◆ **Quoted passage**
** START **

The Israelis are at it again
Amazing, isn’t it? The Israelis have been whining about “imminent” Iranian nukes for years [decades], and they are still at it. Not only that, but these guys have the nerve to say “Iran lied”. Seriously, even by the already unique Israeli standards, that is chutzpah elevated to a truly stratospheric level. If it were just Bibi Netanyahu, then this would be comical. But the problem is that Israel has now fully subjugated all the branches of the US government to its agents (the Neocons) and that they now run everything: from the two branches of the Uniparty to Congress, to the media and, now that Trump has abjectly caved in to all their demands, they also run the White House. They apparently also run the CIA, but there still might be some resistance to their lunacy in the Pentagon. The US is now quite literally run by a Zionist Occupation Government, no doubt about it whatsoever.

** END **

◆ **Aim**
In the opinion piece, where does the writer say some resistance might still remain?

◆ **Rows from a dataset**
** START **

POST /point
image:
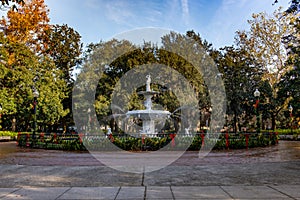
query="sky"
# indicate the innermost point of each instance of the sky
(215, 20)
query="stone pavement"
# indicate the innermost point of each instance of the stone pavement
(154, 192)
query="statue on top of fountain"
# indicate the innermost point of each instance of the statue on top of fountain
(148, 82)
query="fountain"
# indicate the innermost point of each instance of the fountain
(148, 116)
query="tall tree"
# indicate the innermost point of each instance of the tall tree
(12, 3)
(28, 25)
(264, 43)
(241, 76)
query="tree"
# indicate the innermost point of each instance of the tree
(241, 75)
(22, 71)
(28, 25)
(65, 48)
(264, 43)
(13, 3)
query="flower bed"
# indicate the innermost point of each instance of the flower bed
(128, 143)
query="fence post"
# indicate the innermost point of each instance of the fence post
(227, 140)
(247, 140)
(202, 138)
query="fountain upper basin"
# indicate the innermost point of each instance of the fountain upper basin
(149, 114)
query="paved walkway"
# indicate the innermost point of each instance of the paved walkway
(266, 173)
(154, 192)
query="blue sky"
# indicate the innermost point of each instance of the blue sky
(215, 20)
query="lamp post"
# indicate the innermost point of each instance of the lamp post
(257, 94)
(35, 96)
(0, 116)
(291, 116)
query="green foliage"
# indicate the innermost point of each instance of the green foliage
(73, 142)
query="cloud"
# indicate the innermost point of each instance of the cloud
(118, 11)
(185, 11)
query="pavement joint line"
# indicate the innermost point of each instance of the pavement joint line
(226, 192)
(64, 192)
(281, 192)
(118, 192)
(16, 189)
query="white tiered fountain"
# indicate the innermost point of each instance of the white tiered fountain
(149, 116)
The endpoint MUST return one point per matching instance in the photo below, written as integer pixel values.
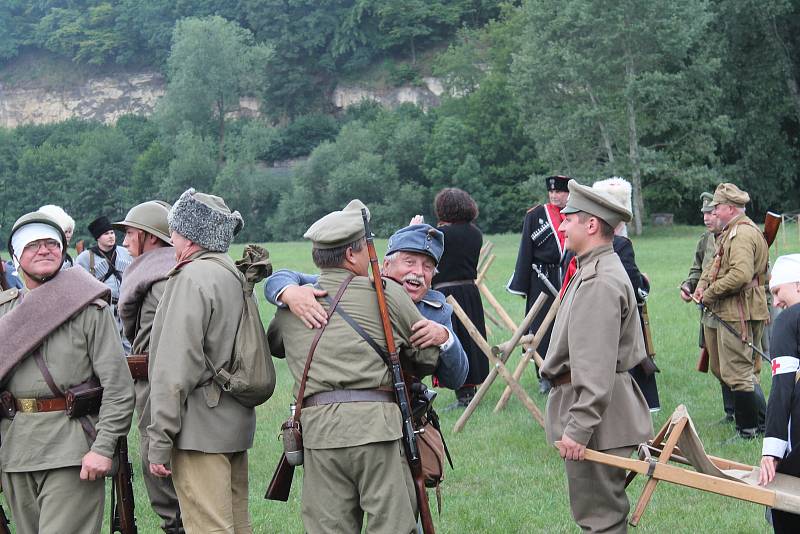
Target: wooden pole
(551, 314)
(688, 478)
(487, 383)
(497, 307)
(484, 269)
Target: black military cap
(557, 183)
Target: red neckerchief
(555, 217)
(572, 268)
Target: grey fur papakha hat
(205, 220)
(338, 228)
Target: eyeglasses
(50, 244)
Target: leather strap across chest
(302, 389)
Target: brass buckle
(27, 406)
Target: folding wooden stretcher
(678, 442)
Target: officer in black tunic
(542, 248)
(781, 449)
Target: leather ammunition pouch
(8, 405)
(137, 365)
(84, 399)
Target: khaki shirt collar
(595, 253)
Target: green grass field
(507, 479)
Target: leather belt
(454, 283)
(50, 404)
(137, 365)
(348, 395)
(562, 379)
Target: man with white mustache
(411, 258)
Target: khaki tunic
(350, 446)
(160, 491)
(597, 338)
(703, 259)
(198, 316)
(744, 256)
(86, 344)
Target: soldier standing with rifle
(147, 239)
(733, 289)
(539, 260)
(67, 396)
(703, 258)
(355, 461)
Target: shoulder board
(9, 295)
(589, 270)
(785, 364)
(533, 208)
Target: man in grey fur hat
(199, 434)
(147, 239)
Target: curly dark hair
(455, 205)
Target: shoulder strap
(363, 333)
(314, 343)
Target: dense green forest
(676, 96)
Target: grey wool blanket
(145, 271)
(43, 310)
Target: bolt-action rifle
(400, 389)
(122, 518)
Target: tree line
(675, 96)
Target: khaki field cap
(728, 193)
(597, 203)
(150, 216)
(338, 228)
(706, 198)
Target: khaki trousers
(341, 485)
(54, 500)
(160, 491)
(597, 494)
(212, 491)
(731, 361)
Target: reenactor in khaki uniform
(202, 432)
(597, 338)
(733, 288)
(354, 458)
(147, 239)
(703, 258)
(58, 333)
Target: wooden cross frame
(503, 319)
(531, 343)
(497, 361)
(653, 462)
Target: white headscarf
(785, 271)
(30, 233)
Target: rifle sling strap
(302, 389)
(363, 333)
(87, 425)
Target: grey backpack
(250, 375)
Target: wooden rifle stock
(772, 222)
(400, 389)
(122, 504)
(4, 522)
(281, 483)
(702, 362)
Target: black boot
(727, 402)
(746, 413)
(761, 404)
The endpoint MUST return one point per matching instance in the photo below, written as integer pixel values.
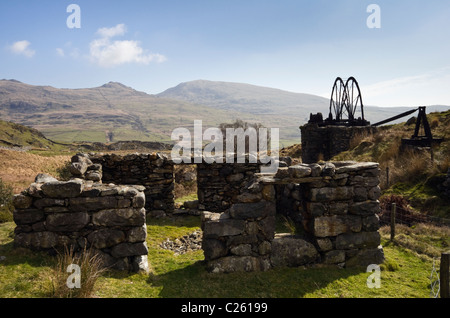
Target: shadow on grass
(177, 221)
(194, 281)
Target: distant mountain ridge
(245, 97)
(115, 112)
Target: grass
(18, 169)
(405, 273)
(415, 174)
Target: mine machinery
(346, 100)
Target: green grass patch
(405, 273)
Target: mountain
(274, 107)
(111, 112)
(16, 135)
(246, 98)
(115, 112)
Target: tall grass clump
(91, 267)
(6, 206)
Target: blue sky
(294, 45)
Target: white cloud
(108, 53)
(118, 30)
(22, 48)
(430, 88)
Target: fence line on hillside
(409, 218)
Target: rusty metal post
(393, 212)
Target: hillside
(245, 98)
(16, 135)
(418, 174)
(111, 112)
(293, 108)
(115, 112)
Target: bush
(6, 206)
(91, 267)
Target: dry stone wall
(79, 214)
(104, 207)
(337, 204)
(152, 171)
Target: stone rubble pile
(184, 244)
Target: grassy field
(405, 273)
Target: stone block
(62, 189)
(333, 257)
(92, 203)
(224, 227)
(119, 217)
(366, 257)
(252, 210)
(67, 222)
(371, 223)
(27, 216)
(362, 240)
(21, 201)
(365, 208)
(105, 238)
(326, 226)
(213, 249)
(129, 249)
(291, 251)
(299, 171)
(324, 244)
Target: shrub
(6, 206)
(91, 267)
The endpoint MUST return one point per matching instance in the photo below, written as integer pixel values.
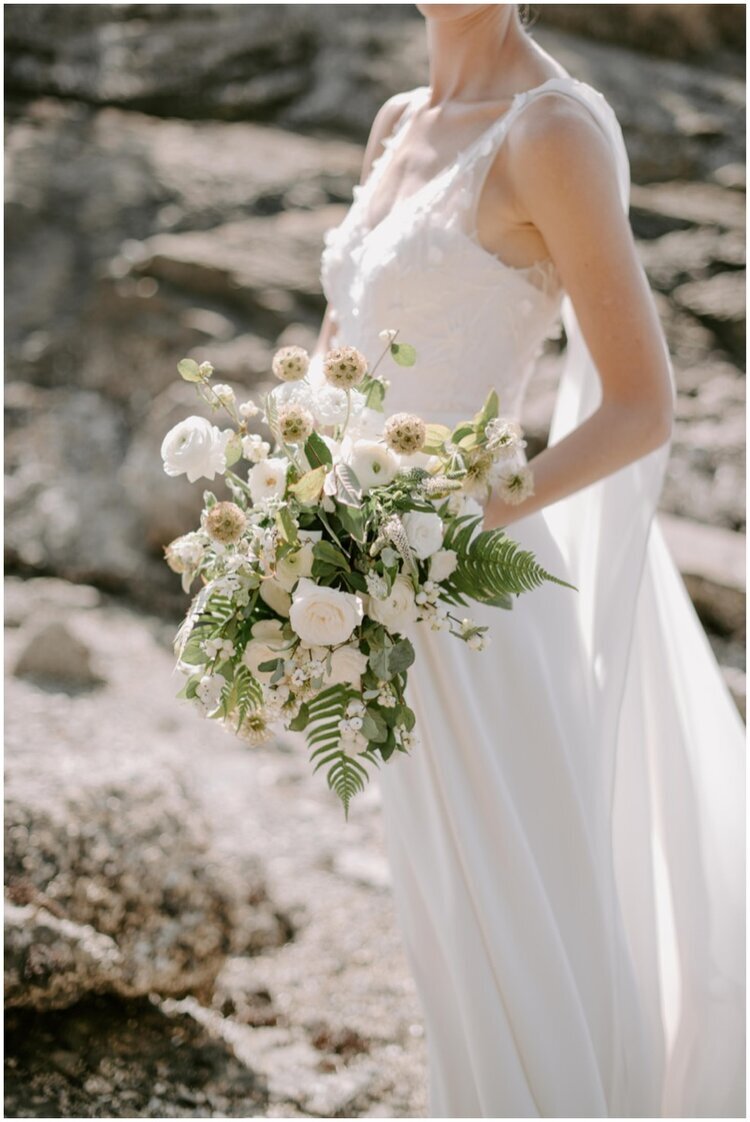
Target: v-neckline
(390, 140)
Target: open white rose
(194, 448)
(294, 566)
(366, 423)
(423, 531)
(258, 651)
(270, 631)
(348, 663)
(442, 563)
(321, 615)
(267, 479)
(275, 596)
(399, 608)
(373, 462)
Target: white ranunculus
(323, 616)
(275, 596)
(267, 479)
(442, 563)
(209, 690)
(423, 531)
(366, 423)
(294, 566)
(194, 448)
(372, 462)
(399, 608)
(348, 663)
(415, 460)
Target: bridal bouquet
(351, 527)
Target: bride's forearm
(611, 438)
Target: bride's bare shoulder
(384, 122)
(557, 132)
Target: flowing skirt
(547, 862)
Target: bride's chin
(446, 11)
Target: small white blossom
(254, 448)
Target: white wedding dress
(567, 840)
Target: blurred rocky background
(191, 929)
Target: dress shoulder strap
(477, 159)
(390, 139)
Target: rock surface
(313, 1011)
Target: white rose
(267, 479)
(366, 423)
(417, 460)
(275, 596)
(223, 393)
(348, 663)
(270, 631)
(194, 448)
(372, 462)
(423, 531)
(209, 690)
(322, 615)
(442, 563)
(399, 608)
(294, 566)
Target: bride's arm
(563, 175)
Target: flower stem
(383, 353)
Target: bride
(567, 840)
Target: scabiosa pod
(295, 423)
(404, 432)
(290, 364)
(344, 367)
(225, 522)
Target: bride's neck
(475, 56)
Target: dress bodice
(476, 322)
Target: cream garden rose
(442, 563)
(325, 616)
(195, 448)
(373, 463)
(398, 608)
(424, 532)
(267, 479)
(348, 664)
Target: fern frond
(347, 775)
(492, 568)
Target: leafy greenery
(491, 568)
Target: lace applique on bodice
(475, 321)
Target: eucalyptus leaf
(403, 353)
(309, 486)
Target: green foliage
(348, 489)
(309, 486)
(286, 527)
(208, 617)
(403, 353)
(346, 774)
(189, 370)
(317, 451)
(491, 568)
(330, 555)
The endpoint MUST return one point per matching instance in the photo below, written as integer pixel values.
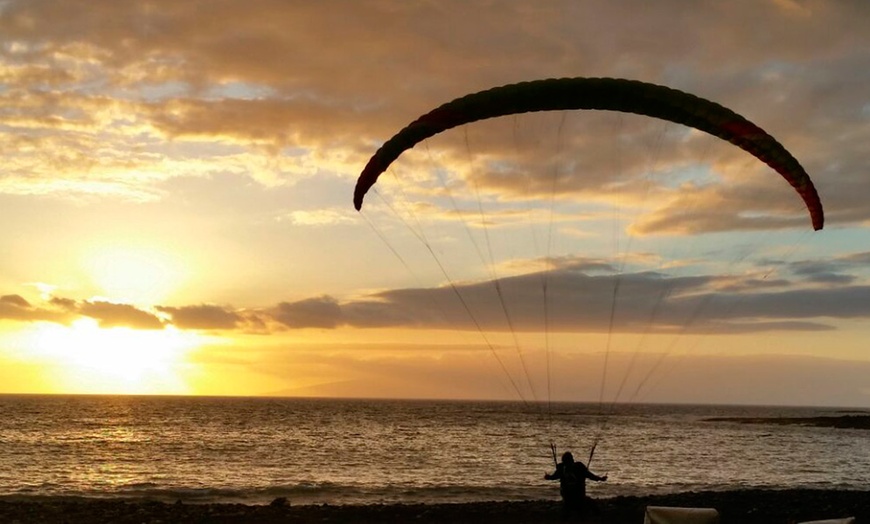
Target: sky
(176, 203)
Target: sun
(118, 360)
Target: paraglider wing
(613, 94)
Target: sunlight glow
(116, 360)
(134, 274)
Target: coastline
(743, 506)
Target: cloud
(319, 312)
(16, 307)
(579, 300)
(321, 78)
(202, 317)
(108, 314)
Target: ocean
(314, 451)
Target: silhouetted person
(572, 483)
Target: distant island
(841, 421)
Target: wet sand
(745, 507)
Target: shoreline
(743, 506)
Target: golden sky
(176, 182)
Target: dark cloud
(834, 270)
(202, 317)
(345, 77)
(578, 301)
(109, 314)
(320, 312)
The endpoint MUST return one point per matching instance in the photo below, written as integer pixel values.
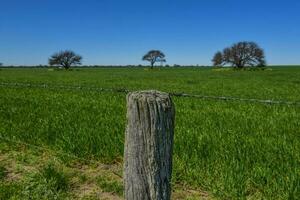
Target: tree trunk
(148, 146)
(152, 64)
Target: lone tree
(154, 56)
(65, 58)
(240, 55)
(218, 59)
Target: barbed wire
(125, 91)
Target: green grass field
(226, 149)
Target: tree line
(239, 55)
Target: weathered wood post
(148, 146)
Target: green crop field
(222, 149)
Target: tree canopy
(154, 56)
(65, 58)
(240, 55)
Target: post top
(149, 95)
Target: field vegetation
(222, 150)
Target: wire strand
(125, 91)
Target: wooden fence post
(148, 146)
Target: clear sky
(122, 31)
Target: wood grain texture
(148, 146)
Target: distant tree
(154, 56)
(218, 59)
(241, 55)
(65, 58)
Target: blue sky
(121, 31)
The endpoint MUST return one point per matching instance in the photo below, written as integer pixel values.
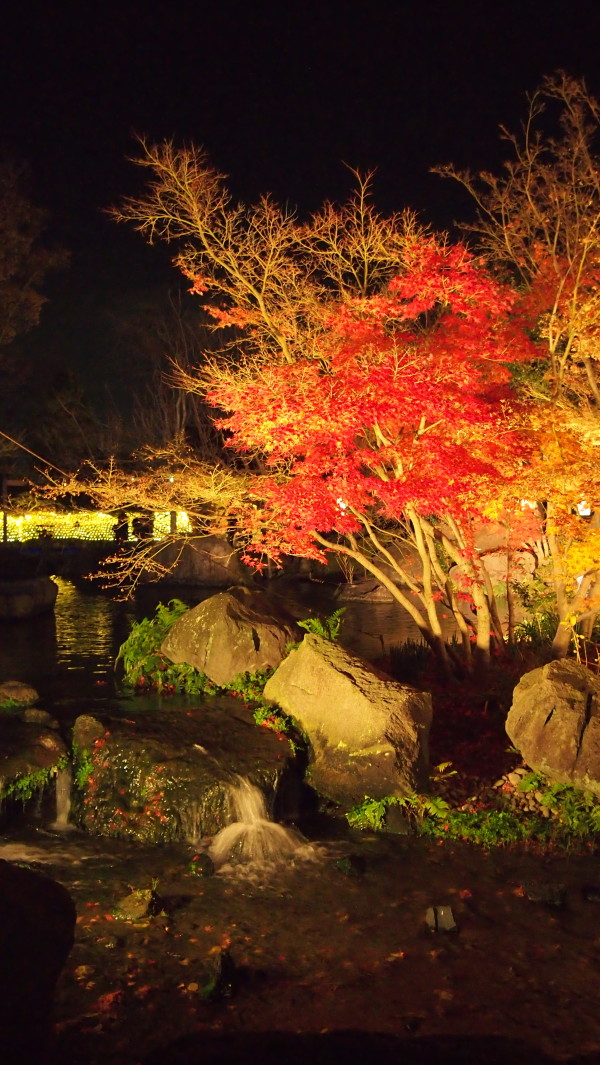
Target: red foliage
(406, 405)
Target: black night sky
(280, 94)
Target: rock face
(25, 599)
(208, 560)
(554, 722)
(369, 734)
(167, 776)
(16, 693)
(36, 933)
(234, 632)
(28, 749)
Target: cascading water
(253, 837)
(64, 781)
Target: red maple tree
(391, 439)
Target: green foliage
(83, 766)
(11, 704)
(328, 628)
(576, 814)
(531, 379)
(487, 828)
(576, 817)
(147, 669)
(28, 785)
(250, 686)
(372, 813)
(408, 660)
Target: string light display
(84, 525)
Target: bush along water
(146, 668)
(567, 818)
(28, 785)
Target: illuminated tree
(539, 223)
(365, 384)
(23, 261)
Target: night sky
(279, 94)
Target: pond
(69, 656)
(333, 957)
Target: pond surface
(329, 967)
(69, 656)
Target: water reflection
(70, 655)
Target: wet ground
(318, 953)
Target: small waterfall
(253, 837)
(64, 781)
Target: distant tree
(366, 388)
(538, 223)
(25, 262)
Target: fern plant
(328, 628)
(146, 668)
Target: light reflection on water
(70, 655)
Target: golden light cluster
(84, 525)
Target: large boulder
(167, 776)
(26, 599)
(240, 631)
(554, 722)
(31, 751)
(369, 733)
(208, 560)
(36, 933)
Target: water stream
(253, 838)
(63, 792)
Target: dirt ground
(328, 966)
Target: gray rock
(167, 776)
(554, 722)
(35, 717)
(234, 632)
(367, 591)
(369, 733)
(36, 933)
(14, 691)
(26, 748)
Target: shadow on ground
(347, 1047)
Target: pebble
(514, 779)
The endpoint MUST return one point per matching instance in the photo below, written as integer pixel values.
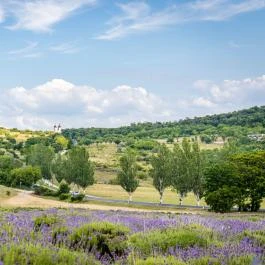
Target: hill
(233, 124)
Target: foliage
(127, 175)
(161, 170)
(170, 260)
(63, 188)
(64, 196)
(25, 176)
(41, 156)
(7, 163)
(77, 198)
(162, 240)
(234, 124)
(25, 254)
(251, 170)
(44, 191)
(47, 220)
(79, 169)
(107, 238)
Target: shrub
(25, 254)
(43, 191)
(257, 236)
(64, 196)
(159, 261)
(47, 220)
(142, 175)
(114, 181)
(77, 198)
(25, 176)
(221, 200)
(63, 188)
(161, 240)
(107, 238)
(59, 234)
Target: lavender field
(58, 236)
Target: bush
(59, 234)
(64, 196)
(77, 198)
(25, 176)
(257, 236)
(142, 175)
(25, 254)
(104, 237)
(63, 188)
(44, 220)
(43, 191)
(159, 261)
(114, 181)
(221, 200)
(162, 240)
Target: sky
(108, 63)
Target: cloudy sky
(108, 63)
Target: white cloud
(248, 91)
(138, 16)
(84, 106)
(65, 48)
(203, 102)
(41, 15)
(77, 106)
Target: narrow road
(26, 199)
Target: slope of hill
(237, 123)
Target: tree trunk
(161, 198)
(130, 197)
(198, 199)
(180, 200)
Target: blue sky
(109, 63)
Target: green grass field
(143, 194)
(4, 190)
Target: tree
(80, 169)
(25, 176)
(251, 170)
(222, 200)
(41, 156)
(181, 168)
(197, 172)
(222, 186)
(7, 163)
(127, 174)
(60, 168)
(161, 170)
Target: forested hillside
(234, 124)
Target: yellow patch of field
(104, 154)
(4, 192)
(104, 176)
(143, 194)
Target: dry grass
(145, 193)
(104, 154)
(4, 191)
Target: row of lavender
(132, 238)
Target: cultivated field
(76, 236)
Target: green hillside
(235, 124)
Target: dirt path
(26, 199)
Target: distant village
(57, 128)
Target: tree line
(225, 179)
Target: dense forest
(238, 123)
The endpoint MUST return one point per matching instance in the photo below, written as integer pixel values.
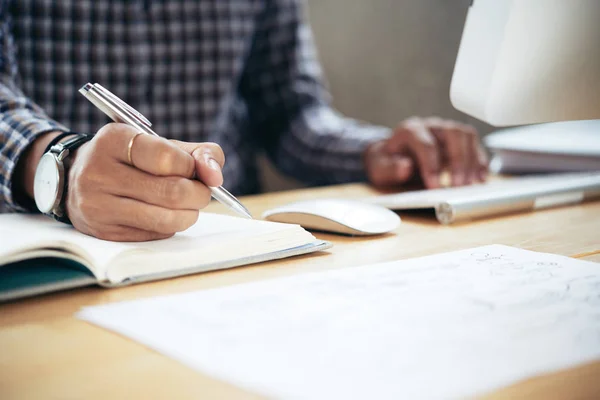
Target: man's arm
(291, 113)
(25, 129)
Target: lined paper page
(444, 326)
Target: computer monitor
(529, 61)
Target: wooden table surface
(46, 353)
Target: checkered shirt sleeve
(291, 107)
(241, 73)
(21, 120)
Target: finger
(118, 233)
(148, 217)
(389, 169)
(473, 166)
(151, 154)
(483, 162)
(209, 161)
(172, 192)
(425, 148)
(456, 146)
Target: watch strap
(73, 143)
(58, 138)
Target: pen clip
(115, 108)
(121, 103)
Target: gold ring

** END **

◆ **Output**
In the Pentagon.